[Source excerpt]
· · · · ·

Grains were firmer to start the week led by soybeans. Crude oil also advanced to fresh highs.

USDA announced a 426,000 MT sale of soybeans to China.

Rains were good over the weekend in SA, especially in Brazil easing dryness in Parana/Sao Paulo/N. Rio Grande do Sul. Argentina got only 15% coverage over the weekend with 5% coverage expected in the next week. The extended outlook for 16 to 30 day, Brazil looks fairly wet for much of the country but Argentina may see some dryness in the central and southern parts of the country.

Private consultant Abiove pegs Brazil’s soy crop at a record-large 101.3 MMT; however, that is below the 102 MMT forecast of USDA. In wheat, the Australian govt forecasted the wheat crop there at 32.6 MMT, a big jump from their Sep forecast of 28.2 and higher than the record large year of 2012 when they hit 29.6.

China is aiming to produce 4 million tonnes of ethanol by 2020, doubling output from the current level, even as it keeps tight control over the use of food grains to make the bio-fuel, a government plan showed on Monday.

· · · · ·

[Exercise task a] Present the entries from the line containing "Target: green stripe on shorts" through the last line of the entries as a Markdown table with the columns n and Line, one numbered row per line and blank lines omitted.

· · · · ·

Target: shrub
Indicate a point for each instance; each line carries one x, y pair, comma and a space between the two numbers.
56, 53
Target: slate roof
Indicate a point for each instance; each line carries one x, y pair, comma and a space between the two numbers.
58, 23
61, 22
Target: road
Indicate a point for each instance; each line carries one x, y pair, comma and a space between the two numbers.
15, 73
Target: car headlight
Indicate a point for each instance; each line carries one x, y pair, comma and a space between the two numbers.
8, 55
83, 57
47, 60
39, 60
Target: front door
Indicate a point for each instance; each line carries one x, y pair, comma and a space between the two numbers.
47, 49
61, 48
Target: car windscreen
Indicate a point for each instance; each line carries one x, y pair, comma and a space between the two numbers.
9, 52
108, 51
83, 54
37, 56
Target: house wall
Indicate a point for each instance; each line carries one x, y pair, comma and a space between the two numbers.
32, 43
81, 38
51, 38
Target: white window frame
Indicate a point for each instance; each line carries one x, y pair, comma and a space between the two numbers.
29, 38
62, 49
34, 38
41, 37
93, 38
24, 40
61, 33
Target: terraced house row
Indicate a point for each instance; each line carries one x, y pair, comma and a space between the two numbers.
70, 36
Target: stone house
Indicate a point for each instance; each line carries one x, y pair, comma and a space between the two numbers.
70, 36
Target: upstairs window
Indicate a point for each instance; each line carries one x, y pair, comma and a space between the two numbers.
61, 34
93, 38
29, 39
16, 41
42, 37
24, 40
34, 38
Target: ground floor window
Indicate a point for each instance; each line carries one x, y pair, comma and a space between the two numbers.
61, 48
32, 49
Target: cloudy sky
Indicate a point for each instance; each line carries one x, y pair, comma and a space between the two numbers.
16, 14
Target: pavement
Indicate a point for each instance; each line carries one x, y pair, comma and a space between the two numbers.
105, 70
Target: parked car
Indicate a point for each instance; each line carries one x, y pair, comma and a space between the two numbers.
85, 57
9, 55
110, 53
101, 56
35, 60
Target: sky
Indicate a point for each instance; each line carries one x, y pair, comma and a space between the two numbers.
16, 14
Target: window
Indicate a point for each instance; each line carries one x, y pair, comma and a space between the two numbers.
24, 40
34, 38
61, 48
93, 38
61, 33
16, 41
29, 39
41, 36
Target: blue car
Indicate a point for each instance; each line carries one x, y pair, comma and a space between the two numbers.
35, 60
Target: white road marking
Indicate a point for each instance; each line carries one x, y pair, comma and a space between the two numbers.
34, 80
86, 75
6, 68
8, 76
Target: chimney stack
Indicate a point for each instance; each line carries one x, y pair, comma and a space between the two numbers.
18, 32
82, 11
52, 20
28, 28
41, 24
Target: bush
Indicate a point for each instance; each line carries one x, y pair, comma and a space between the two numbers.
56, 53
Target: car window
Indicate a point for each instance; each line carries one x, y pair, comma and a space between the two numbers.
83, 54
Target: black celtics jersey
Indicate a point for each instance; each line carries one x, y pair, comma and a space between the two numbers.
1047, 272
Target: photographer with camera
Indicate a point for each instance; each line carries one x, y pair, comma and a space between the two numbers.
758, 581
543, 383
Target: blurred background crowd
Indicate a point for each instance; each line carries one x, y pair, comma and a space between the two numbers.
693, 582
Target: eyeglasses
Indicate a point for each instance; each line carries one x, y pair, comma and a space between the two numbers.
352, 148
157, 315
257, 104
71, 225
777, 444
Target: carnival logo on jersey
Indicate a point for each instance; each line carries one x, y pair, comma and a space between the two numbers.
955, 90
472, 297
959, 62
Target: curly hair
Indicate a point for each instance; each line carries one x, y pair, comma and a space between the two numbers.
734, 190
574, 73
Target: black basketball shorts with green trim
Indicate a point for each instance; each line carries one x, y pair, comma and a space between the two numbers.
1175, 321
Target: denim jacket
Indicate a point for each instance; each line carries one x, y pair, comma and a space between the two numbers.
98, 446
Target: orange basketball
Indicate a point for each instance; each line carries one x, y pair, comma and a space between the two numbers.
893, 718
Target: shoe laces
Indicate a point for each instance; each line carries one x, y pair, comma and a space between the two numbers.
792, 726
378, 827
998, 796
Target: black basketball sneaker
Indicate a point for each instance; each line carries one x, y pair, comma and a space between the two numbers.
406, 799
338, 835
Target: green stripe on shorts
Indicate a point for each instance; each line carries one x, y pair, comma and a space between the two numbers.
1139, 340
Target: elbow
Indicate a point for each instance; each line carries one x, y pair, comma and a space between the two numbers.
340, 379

· · · · ·

[Exercise task b] Retype the complete grain market report word for word.

[Result a]
| n | Line |
|---|---|
| 1 | Target: green stripe on shorts |
| 2 | Indicate a point for each instance; each line carries one x, y pair, comma and a space between the two numbers. |
| 3 | 1139, 340 |
| 4 | Target: elbow |
| 5 | Indicate a point for each instance; each line carries one x, y pair, comma and a space between the two numbers. |
| 6 | 340, 379 |

[Result b]
Grains were firmer to start the week led by soybeans. Crude oil also advanced to fresh highs.

USDA announced a 426,000 MT sale of soybeans to China.

Rains were good over the weekend in SA, especially in Brazil easing dryness in Parana/Sao Paulo/N. Rio Grande do Sul. Argentina got only 15% coverage over the weekend with 5% coverage expected in the next week. The extended outlook for 16 to 30 day, Brazil looks fairly wet for much of the country but Argentina may see some dryness in the central and southern parts of the country.

Private consultant Abiove pegs Brazil’s soy crop at a record-large 101.3 MMT; however, that is below the 102 MMT forecast of USDA. In wheat, the Australian govt forecasted the wheat crop there at 32.6 MMT, a big jump from their Sep forecast of 28.2 and higher than the record large year of 2012 when they hit 29.6.

China is aiming to produce 4 million tonnes of ethanol by 2020, doubling output from the current level, even as it keeps tight control over the use of food grains to make the bio-fuel, a government plan showed on Monday.